Records from a collection

'''

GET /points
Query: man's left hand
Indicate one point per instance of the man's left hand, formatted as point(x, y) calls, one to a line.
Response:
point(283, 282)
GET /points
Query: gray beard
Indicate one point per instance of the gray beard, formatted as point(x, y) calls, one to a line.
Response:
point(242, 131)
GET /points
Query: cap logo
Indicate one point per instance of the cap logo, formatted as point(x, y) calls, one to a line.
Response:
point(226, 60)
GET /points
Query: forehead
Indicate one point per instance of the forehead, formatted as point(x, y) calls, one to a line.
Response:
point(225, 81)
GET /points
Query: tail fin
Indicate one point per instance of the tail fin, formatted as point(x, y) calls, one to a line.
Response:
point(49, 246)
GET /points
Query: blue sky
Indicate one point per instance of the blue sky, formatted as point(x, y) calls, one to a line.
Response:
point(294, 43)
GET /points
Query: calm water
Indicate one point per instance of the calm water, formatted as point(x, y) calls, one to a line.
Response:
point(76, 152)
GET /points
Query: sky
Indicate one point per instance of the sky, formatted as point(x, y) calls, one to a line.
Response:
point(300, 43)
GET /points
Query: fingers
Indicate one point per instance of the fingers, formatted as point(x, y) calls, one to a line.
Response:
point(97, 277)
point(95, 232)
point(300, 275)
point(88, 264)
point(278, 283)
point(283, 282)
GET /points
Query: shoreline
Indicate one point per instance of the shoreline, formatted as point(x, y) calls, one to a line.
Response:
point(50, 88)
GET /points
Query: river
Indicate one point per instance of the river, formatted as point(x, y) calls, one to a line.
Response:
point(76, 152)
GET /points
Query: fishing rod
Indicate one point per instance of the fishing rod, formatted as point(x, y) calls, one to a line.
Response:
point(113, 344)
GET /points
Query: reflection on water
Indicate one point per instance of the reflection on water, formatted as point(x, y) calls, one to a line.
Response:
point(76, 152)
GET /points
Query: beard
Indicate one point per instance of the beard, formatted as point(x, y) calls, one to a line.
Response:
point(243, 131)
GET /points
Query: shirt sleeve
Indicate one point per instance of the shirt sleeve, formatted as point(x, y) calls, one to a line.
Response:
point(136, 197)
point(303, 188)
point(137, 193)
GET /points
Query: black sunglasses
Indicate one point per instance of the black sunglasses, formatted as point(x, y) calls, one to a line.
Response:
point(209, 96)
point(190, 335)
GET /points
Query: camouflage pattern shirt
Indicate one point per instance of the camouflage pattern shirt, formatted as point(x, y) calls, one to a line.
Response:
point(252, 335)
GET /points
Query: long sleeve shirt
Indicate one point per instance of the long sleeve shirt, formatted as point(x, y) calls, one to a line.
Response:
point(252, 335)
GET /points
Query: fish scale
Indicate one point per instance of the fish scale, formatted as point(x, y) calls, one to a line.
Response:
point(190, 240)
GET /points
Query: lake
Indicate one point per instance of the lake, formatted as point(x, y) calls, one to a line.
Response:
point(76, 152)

'''

What is needed ▸
Show, from the records above, every line that includes "beard".

Result of this exercise ▸
Query: gray beard
Indicate one point per instance of the gray beard, formatted as point(x, y) calls, one to a line.
Query: beard
Indicate one point per instance of the beard, formatted as point(x, y) calls, one to a line.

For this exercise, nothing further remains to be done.